[Rows from a pointing dataset]
╔══

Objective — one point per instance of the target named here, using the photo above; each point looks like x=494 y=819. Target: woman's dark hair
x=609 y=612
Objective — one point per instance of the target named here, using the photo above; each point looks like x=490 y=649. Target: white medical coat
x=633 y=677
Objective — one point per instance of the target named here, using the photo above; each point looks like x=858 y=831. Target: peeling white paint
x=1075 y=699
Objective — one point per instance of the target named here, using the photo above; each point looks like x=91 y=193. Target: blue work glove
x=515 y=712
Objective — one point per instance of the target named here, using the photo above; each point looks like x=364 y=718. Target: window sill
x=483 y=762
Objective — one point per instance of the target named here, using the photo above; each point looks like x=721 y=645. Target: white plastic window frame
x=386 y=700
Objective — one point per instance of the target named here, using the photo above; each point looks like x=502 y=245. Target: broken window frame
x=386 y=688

╚══

GIVEN REQUEST
Return every line of the listing above unchanged and in the same order.

COMPLETED EXERCISE
Objective — one point per instance of the target named here, using the photo above; each point looks like x=494 y=819. Target: woman's dark hair
x=609 y=612
Objective — one point per instance of the target named here, using the photo above; each point looks like x=490 y=649. Target: white medical coat
x=633 y=677
Objective — one point per instance of the target named here, using the photo above; each point looks like x=858 y=831. Target: peeling white paint
x=1075 y=699
Objective — one point per instance of the target named here, using the photo above; each point looks like x=91 y=193. Target: blue work glove
x=515 y=712
Objective — one point per instance of the target named here, using the photo above; each point looks like x=364 y=718. Target: window sill
x=483 y=762
Objective — one point per instance of the target named here, using the photo above; each point looks like x=721 y=645. Target: white plastic window frame
x=386 y=700
Objective — one point per instance of the target named here, using the photo above; each point looks like x=502 y=245. Target: broken window frame
x=386 y=688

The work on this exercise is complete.